● **The task**:
Each record needs to be echoed exactly; can you do that?

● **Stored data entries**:
——————————

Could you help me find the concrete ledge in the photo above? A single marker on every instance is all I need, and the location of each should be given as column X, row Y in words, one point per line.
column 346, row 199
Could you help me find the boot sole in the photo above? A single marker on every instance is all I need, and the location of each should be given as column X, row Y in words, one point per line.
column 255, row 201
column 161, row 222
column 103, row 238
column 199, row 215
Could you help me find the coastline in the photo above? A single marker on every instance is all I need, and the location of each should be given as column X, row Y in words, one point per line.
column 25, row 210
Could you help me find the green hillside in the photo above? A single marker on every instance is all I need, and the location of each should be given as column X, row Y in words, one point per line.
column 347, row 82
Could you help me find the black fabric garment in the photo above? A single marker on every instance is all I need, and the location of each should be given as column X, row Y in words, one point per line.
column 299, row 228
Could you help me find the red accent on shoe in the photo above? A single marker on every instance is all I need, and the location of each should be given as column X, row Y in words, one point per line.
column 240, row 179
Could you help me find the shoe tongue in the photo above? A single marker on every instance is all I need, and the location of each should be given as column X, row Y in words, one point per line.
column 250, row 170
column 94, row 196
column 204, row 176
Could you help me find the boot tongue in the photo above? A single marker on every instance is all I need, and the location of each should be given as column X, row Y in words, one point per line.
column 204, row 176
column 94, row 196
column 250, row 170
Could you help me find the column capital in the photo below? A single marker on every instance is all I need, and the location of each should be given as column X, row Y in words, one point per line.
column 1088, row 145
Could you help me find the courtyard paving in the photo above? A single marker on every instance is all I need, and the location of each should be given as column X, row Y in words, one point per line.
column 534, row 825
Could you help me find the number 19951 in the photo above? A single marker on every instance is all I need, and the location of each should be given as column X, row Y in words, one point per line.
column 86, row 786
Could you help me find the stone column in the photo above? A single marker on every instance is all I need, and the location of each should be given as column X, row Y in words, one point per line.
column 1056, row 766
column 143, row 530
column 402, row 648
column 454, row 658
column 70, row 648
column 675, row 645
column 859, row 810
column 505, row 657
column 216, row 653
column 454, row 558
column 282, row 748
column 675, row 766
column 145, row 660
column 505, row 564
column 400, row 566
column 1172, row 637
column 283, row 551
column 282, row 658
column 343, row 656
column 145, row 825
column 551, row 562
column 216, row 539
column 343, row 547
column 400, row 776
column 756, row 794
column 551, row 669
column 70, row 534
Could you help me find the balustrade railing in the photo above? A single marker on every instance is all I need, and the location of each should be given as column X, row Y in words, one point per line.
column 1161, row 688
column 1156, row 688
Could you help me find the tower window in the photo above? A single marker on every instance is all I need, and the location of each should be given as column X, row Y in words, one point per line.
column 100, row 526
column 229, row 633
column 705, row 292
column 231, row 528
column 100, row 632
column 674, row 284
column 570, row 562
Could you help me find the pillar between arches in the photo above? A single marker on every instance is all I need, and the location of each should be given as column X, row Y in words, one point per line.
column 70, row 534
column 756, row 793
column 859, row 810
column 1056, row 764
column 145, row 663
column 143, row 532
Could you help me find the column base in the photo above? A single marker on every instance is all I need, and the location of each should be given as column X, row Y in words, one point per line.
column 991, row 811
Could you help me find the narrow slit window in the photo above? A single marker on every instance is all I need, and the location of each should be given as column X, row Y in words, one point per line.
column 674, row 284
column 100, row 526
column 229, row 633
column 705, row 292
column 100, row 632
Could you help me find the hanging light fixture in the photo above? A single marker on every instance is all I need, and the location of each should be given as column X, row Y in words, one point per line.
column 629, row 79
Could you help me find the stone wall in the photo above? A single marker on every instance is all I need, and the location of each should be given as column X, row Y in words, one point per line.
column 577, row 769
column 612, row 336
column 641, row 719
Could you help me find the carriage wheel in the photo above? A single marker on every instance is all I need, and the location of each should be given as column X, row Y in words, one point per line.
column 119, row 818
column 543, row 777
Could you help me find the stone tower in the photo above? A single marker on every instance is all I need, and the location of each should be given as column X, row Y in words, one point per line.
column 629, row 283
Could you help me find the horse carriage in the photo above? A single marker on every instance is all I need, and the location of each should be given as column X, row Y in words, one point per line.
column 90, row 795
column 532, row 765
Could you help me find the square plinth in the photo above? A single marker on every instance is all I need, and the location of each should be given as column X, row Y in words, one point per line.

——————————

● **Result of this task**:
Could you help me find the concrete ledge in the photo above? A single marker on every instance is all I need, and the location of each should be given as column X, row Y in words, one point per line.
column 346, row 199
Could you help me find the boot sole in the photo above? A single marker on every instance is all I need, and the location of each should be given as column X, row Y in words, one point per line.
column 255, row 201
column 161, row 222
column 103, row 238
column 199, row 215
Could you help me find the coastline in the photo above? A single marker on every instance is all I need, and the location of each should be given as column X, row Y in words, one point per line.
column 25, row 210
Could you help me find the green hillside in the photo above? A single marker on every instance is all I need, and the location of each should be given as column X, row Y in words, one point per line.
column 347, row 82
Could you help me find the black fabric garment in the photo above? A single marker on every instance is all I need, and the location of each should be given as column X, row Y in words, one point per line.
column 299, row 228
Could you help me find the red accent on shoe in the photo above? A single marker on every instance is all I need, and the location of each should be given as column X, row Y in words, one point per line.
column 240, row 179
Could you help me find the shoe tongue in the photo above? A single marker on every instance is all I need, and the location of each should be given as column X, row Y in words, one point per line.
column 250, row 170
column 94, row 196
column 204, row 176
Could you help me find the boot tongue in the photo above? A single marker on every instance is all I need, and the location of each should be given as column X, row Y in words, one point per line.
column 204, row 176
column 94, row 196
column 250, row 170
Could you help me find the column capital in the photo below? A single marker on every instance is all I need, and the location of each should be given as column X, row Y in words, one point per line.
column 1088, row 145
Could you help me find the courtyard paving in the photo above? A single marker on every instance is all I need, and the location of each should be given as column X, row Y in words, one point per line.
column 534, row 825
Could you help me find the number 19951 in the photo above? A single marker on every instance is all I need, and the location of each should be given as column X, row Y in words, one point per line.
column 86, row 786
Could you help me find the stone column in the photo above? A single marker on every instance is all I need, and the location of each should be given as column X, row Y in words, one point per line.
column 1056, row 766
column 143, row 530
column 402, row 648
column 454, row 658
column 70, row 648
column 675, row 645
column 859, row 810
column 505, row 657
column 216, row 653
column 454, row 558
column 282, row 748
column 675, row 766
column 145, row 660
column 505, row 564
column 400, row 566
column 1172, row 637
column 283, row 551
column 282, row 658
column 343, row 656
column 145, row 825
column 551, row 562
column 216, row 539
column 343, row 547
column 400, row 776
column 756, row 794
column 551, row 669
column 70, row 534
Could you help me find the balustrade railing in the photo above? A single marker on every instance is all I need, and the location of each should be given as column X, row Y in words, one point per line.
column 1161, row 688
column 1156, row 688
Could you help me find the tower window in the photo above? A single marker on every instance is all I need, and the location of each should be given as column X, row Y in words, one point per line.
column 100, row 526
column 229, row 633
column 705, row 292
column 231, row 528
column 100, row 632
column 674, row 284
column 570, row 562
Could you help me find the pillar between arches in the photo above? A single marker on every instance is all I need, and the location of each should be given as column X, row Y in words, one point per line.
column 70, row 534
column 756, row 793
column 859, row 810
column 1056, row 764
column 145, row 663
column 143, row 532
Could you help me find the column base in the photo above? A single marker on every instance is all I need, and the location of each should be given as column X, row Y in words, one point per line.
column 991, row 811
Could you help me find the narrow slit window in the photo above? A single marker on every instance is all I need, and the location of each should be given as column X, row Y in words, one point per line.
column 674, row 284
column 100, row 526
column 229, row 633
column 705, row 292
column 100, row 632
Could you help me find the hanging light fixture in the photo above? A single marker on every instance is all I need, and the location of each should be given as column X, row Y in words, one point per line.
column 629, row 79
Could you help me find the stone wall in the photo above? A single marker on every instance is all I need, and the location of each should be given as column X, row Y in words, one point per line.
column 577, row 769
column 612, row 336
column 641, row 719
Could you help me find the carriage wheel in the photo above? A single marker on every instance is all I need, and the location of each should be given as column X, row Y in words, one point per line.
column 119, row 818
column 543, row 777
Could you help me find the stone tower in the photo above? A single marker on every instance is all I need, and the location of each should be given as column X, row Y in words, one point per line.
column 629, row 283
Could you help me find the horse carriage in the photo above? A single marker on every instance is all I need, and the location of each should be given as column X, row Y in words, one point per line.
column 90, row 795
column 532, row 765
Could you help me find the square plinth in the photo above? A single marker on every instance is all I need, and the location of each should be given as column X, row Y in words, one point per line.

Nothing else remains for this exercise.